WHAT TO PRODUCE: Would you copy out each line of the records below that includes the word "deepest"?

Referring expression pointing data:
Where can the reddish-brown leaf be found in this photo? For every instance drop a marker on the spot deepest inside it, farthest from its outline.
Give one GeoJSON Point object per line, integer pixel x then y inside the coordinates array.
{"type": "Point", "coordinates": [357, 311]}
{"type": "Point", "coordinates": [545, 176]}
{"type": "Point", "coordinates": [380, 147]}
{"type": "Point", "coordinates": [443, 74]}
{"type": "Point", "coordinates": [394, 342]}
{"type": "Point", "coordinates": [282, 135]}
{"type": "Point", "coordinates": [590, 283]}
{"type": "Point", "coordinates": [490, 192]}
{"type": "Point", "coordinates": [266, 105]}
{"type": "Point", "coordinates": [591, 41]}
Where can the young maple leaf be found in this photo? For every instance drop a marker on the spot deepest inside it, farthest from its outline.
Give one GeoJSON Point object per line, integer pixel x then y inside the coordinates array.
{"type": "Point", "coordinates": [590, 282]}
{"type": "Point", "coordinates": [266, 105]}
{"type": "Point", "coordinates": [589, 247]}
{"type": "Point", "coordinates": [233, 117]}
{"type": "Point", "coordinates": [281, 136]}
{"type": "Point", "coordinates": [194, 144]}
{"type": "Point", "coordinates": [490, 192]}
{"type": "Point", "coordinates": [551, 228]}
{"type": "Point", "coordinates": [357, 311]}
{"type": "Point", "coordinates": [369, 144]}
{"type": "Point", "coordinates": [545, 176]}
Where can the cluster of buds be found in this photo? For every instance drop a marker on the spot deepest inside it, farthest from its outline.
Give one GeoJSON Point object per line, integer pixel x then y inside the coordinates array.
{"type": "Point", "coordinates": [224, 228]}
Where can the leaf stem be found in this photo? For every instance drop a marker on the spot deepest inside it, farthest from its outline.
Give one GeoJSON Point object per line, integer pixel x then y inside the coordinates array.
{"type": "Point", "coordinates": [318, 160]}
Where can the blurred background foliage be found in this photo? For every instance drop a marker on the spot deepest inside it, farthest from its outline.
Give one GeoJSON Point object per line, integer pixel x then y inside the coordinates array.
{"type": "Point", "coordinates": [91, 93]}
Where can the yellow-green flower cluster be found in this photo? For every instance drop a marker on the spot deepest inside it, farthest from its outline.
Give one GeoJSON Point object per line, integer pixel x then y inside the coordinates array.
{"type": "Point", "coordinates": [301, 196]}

RESULT OF THE EXERCISE:
Where can the reddish-brown leaf be found in this photo? For every instance drop a marker on the spot deepest inside it, farthest from its outline.
Where can the young maple leaf be found in this photo? For every instance drop a marker on the spot deepest inside it, farthest from its outline.
Where can the cluster of buds be found in this photo? For every instance drop a marker on the spot deepest inside it, farthest from its outline.
Where can the leaf stem be found in this photo? For every instance drop a marker on the spot deepest inside it, farthest from its outline.
Where can the blurred background foliage be found in this photo? For every instance drop a marker on the spot deepest inside it, farthest from its outline.
Where can the yellow-green flower cluster be found in this photo? For every instance drop a marker on the spot deepest inside it, farthest from its outline.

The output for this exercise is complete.